**What you are asked to do**
Carry none of the pictures over; set down the material below exactly.

Lines of data
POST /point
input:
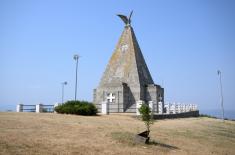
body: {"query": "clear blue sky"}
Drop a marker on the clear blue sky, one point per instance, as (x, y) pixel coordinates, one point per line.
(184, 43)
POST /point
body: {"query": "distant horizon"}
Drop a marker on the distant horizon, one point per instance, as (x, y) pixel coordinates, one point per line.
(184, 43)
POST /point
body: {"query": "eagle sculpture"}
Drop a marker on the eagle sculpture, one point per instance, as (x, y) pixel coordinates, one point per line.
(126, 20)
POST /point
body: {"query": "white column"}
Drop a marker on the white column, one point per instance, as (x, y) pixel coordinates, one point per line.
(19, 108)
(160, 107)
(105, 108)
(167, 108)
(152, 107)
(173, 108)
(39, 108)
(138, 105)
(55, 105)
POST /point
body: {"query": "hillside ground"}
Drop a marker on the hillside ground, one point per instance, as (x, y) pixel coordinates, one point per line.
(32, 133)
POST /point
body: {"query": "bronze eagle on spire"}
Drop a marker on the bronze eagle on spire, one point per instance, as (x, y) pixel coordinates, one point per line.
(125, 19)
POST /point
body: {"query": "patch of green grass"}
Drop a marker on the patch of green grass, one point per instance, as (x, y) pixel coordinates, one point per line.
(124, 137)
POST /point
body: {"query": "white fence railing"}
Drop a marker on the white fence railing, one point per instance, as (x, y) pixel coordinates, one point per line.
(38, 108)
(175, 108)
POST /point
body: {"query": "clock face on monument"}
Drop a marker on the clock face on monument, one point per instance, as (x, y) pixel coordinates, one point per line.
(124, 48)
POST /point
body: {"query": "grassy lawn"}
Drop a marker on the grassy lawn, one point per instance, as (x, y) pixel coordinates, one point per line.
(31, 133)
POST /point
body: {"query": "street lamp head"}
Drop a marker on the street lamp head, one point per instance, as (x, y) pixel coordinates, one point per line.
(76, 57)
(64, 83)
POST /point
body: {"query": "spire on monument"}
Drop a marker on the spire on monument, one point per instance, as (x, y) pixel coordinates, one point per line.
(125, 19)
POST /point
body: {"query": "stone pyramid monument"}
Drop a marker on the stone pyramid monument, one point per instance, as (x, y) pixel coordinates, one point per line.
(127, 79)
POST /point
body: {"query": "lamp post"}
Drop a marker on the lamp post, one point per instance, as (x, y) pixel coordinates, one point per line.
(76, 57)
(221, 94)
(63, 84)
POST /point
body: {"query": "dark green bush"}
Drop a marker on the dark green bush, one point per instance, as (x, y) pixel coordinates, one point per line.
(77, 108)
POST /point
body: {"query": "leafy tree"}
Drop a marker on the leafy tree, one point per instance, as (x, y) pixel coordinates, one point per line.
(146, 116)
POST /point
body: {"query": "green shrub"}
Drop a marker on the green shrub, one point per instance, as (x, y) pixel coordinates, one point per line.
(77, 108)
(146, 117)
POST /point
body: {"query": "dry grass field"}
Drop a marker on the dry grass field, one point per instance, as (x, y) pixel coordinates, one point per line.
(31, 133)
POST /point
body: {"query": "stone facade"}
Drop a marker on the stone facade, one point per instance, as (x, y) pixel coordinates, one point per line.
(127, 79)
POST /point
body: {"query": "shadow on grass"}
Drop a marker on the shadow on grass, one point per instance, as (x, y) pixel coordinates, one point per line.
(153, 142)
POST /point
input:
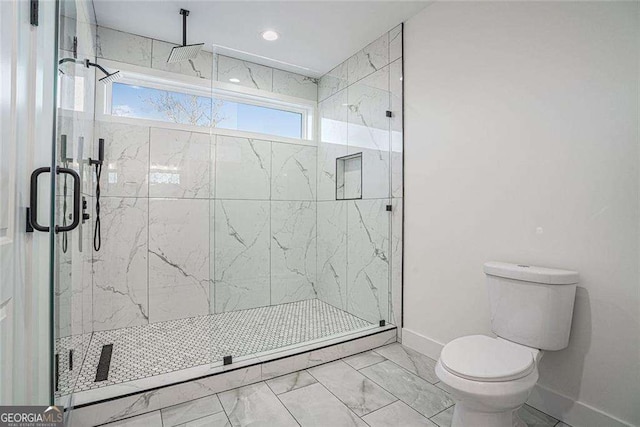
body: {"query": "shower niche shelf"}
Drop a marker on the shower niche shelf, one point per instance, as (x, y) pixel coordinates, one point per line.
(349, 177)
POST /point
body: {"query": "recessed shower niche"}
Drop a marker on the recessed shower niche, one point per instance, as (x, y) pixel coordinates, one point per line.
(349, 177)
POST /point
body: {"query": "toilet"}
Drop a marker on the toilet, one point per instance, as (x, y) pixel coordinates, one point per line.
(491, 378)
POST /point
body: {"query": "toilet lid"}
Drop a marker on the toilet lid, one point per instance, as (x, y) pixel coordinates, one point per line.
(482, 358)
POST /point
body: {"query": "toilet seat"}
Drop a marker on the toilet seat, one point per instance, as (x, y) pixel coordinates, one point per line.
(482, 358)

**Final result**
POST /point
input:
body: {"query": "clear blue sky"}
Drop a marker on the clear blue sky, one point per instance, as (x, y) pixel coordinates, one point per line.
(184, 43)
POST /point
body: {"query": "distant horizon"}
Drop a marker on the distant horizon, one point per instance, as (x, y) pixel coordinates, one point per line.
(184, 43)
POST /point
body: {"query": "eagle sculpture"}
Drop a marker on the eagle sculpture, one point per instance, as (x, y) pixel coordinates, one point per line.
(126, 20)
POST /point
body: {"query": "white column"}
Drop a marker on the white column, one point per instance, as (x, y) pixel coordinates, one point per line.
(19, 108)
(160, 107)
(105, 108)
(167, 108)
(152, 107)
(173, 108)
(39, 108)
(138, 105)
(55, 105)
POST /point
body: {"query": "hillside ground"}
Drop a marker on the hillside ground, one point per instance, as (x, y) pixel coordinates, one point per line.
(32, 133)
POST /point
body: {"query": "bronze eagle on spire"}
Drop a marker on the bronze eagle on spire, one point per instance, as (x, y) pixel coordinates, one point per line.
(125, 19)
POST /point
body: {"query": "patch of green grass"}
Drop a marker on the patch of green grass, one point per instance, as (x, y) pixel coordinates, one point per line.
(124, 137)
POST /point
body: {"query": "white fence railing"}
Drop a marker on the white fence railing, one point per instance, as (x, y) pixel coordinates, one point per line.
(38, 108)
(175, 108)
POST /point
body: {"query": "clock face on monument"}
Drop a marker on the clock face on monument, one point per instance, as (x, y) pixel coordinates, one point per line.
(124, 48)
POST /point
body: {"query": "grassy lawn"}
Drop a marker on the grassy lawn, one point per instance, as (x, y) pixel coordinates, one point per line.
(31, 133)
POST /point
body: {"query": "street lamp head"}
Drop a marker on the street lamp head, one point per instance, as (x, y) pixel coordinates, one point per line.
(76, 57)
(64, 83)
POST /point
body: {"query": "spire on monument"}
Drop a marker on the spire on monument, one point per instance, as (x, y) pixel coordinates, one point per line.
(125, 19)
POST /point
body: {"query": "stone pyramid monument"}
Drop a marker on the stone pyramid monument, one point per instance, as (x, y) pixel coordinates, one point per line.
(127, 79)
POST /point
body: {"query": "lamp post"}
Drop a marker on the lamp post, one point per instance, as (x, y) pixel coordinates, one point per line.
(76, 57)
(221, 94)
(63, 84)
POST /point
body: {"query": "dark green bush"}
Drop a marker on the dark green bush, one point per instance, as (x, y) pixel coordinates, one point per line.
(77, 108)
POST /point
body: {"query": "leafy tree"}
Drop a marker on the leafy tree, one point per instance, as (x, y) pixel coordinates, one point per line.
(146, 116)
POST /point
body: {"query": "green shrub"}
Drop a marker on the green shrub, one point per instance, as (x, y) pixel coordinates, one point per line.
(77, 108)
(146, 117)
POST /point
body: {"query": "dry grass field"}
Drop a marker on the dry grass field, one point per instance, as (x, y) pixel coordinates, one point per line.
(31, 133)
POST /point
body: {"query": "stone facade"}
Drop a marker on the stone facade, one point per instance, as (x, y) pixel coordinates, one point per line.
(127, 79)
POST /point
body: {"query": "shadow on grass"}
Drop a marker on the shadow on grass, one point per instance, as (x, y) pixel coordinates, one point per line.
(153, 142)
POST /point
input:
body: {"query": "shower niche shelf"}
Drop a marker on the shower niche shelf, one point per instance, as (x, y) pixel coordinates, one point per line.
(349, 177)
POST /point
body: {"query": "recessed shower niche"}
Drop a marker on the recessed shower niche, one point per instance, as (x, y) pixel coordinates, one point per line.
(349, 177)
POST /point
body: {"query": "toilet"}
Drop a marker on the toilet, one point per instance, as (x, y) pixel coordinates, one point per line.
(491, 378)
POST /point
body: {"query": "toilet lid"}
Drop a marker on the toilet lid, one point per instance, as (x, y) pixel coordinates, one point per line.
(482, 358)
POST /point
body: {"query": "toilet seat"}
Drop a marker on the toilet seat, one point per instance, as (x, y) pixel coordinates, one point per line.
(482, 358)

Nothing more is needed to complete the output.